* _Kutipan Teks_

++++

Faisal Basri: Nikel Indonesia 90 Persen Dinikmati China
Elangnews.com, Jakarta – Ekonom Faisal Basri menyatakan Indonesia hanya menikmati 10 persen keuntungan dari nikel sementara 90 persen diangkut ke China.
“Dari proses pengolahan dari biji nikel hingga produk smelter, maksimum yang tinggal di wilayah Republik Indonesia ini hanya 10 persen. Sementara 90 persen dinikmati China,” kata Faisal Basri dalam perbincangan di Channel Refly Harun, Selasa (27/7/2021).
Menurut pengajar Universitas Indonesia ini, Indonesia menjadi ektensi Pemerintah China untuk mendukung industrialisasi di Tiongkok.

++++

* _Catatan yang Diberikan_
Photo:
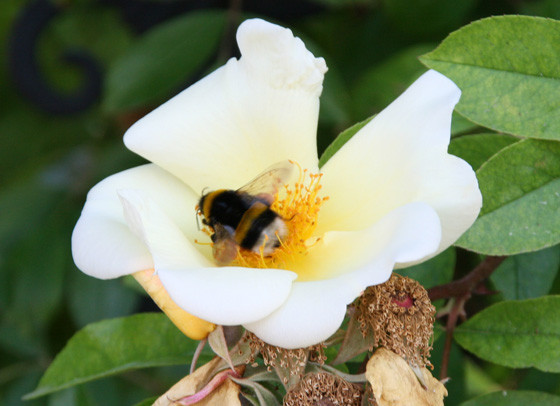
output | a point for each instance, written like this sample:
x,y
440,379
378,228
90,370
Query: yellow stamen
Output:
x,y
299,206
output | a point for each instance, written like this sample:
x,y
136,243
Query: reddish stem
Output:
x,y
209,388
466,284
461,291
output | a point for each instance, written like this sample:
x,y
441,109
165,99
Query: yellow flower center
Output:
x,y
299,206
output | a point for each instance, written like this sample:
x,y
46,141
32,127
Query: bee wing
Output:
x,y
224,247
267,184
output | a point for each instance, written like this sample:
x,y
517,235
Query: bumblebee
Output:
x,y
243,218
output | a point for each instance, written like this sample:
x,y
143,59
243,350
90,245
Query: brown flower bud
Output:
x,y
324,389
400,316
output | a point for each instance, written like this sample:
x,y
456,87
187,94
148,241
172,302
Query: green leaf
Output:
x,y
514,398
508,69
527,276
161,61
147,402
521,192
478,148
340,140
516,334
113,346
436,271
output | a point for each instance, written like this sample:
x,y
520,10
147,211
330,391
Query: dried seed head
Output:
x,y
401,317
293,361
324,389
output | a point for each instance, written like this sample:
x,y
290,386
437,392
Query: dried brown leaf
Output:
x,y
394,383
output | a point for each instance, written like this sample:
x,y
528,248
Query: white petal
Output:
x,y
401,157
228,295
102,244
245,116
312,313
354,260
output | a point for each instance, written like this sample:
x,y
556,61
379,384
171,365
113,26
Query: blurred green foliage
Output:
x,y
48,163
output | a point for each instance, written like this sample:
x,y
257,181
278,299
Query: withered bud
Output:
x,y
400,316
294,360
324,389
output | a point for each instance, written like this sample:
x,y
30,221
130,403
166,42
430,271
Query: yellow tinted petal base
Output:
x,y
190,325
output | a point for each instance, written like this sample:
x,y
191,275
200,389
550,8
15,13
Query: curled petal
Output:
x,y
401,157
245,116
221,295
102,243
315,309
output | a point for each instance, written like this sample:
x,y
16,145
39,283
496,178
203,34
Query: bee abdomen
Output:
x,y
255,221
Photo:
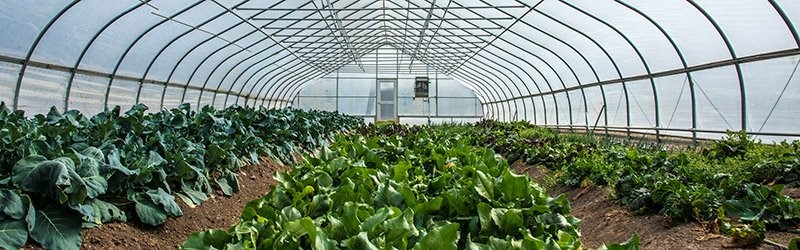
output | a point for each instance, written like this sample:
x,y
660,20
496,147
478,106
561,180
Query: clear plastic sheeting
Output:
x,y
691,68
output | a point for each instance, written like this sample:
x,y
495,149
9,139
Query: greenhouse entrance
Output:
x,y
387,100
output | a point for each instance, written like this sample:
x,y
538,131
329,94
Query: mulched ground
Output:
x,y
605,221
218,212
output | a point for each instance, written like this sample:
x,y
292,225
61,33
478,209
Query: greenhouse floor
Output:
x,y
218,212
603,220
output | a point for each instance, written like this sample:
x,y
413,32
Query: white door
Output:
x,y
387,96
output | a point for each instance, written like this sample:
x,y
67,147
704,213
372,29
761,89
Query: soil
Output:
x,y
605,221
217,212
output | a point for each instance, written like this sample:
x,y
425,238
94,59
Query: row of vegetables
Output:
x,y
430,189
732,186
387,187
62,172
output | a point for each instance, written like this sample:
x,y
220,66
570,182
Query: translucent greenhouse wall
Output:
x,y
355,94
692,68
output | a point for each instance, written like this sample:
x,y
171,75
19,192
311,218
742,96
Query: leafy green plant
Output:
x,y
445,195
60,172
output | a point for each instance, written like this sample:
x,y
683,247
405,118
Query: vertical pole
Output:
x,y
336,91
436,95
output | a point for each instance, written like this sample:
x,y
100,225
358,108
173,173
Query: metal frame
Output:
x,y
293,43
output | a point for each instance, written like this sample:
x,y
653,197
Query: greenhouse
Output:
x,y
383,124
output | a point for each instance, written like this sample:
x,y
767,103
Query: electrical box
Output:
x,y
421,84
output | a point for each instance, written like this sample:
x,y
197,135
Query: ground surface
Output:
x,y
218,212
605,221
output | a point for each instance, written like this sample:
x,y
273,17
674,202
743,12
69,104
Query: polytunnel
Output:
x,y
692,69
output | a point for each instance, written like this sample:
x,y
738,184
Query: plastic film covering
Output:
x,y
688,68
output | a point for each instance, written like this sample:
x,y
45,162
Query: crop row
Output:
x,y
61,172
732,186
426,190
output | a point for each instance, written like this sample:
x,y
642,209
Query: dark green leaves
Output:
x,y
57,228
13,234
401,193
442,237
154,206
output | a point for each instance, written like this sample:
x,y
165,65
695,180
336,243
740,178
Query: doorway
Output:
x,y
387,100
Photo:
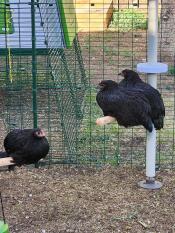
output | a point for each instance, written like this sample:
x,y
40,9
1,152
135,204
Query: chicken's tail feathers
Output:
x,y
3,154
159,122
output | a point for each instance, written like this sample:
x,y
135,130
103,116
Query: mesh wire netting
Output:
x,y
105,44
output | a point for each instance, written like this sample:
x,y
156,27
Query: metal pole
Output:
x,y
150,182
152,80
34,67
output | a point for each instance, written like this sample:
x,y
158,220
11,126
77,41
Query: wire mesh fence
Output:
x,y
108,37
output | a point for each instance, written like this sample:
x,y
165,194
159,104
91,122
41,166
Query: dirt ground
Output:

++++

* _Petunjuk_
(a) Menurut artikel tentang nikel, berapa persen keuntungan dari nikel yang dinikmati Indonesia?
(b) Hitung berapa baris dalam catatan yang memuat kata "yellow", dengan huruf besar dan kecil dibedakan. Tulis angkanya saja.

* _Hasil Tiap Tugas_
(a) Hanya 10 persen.

(b) 3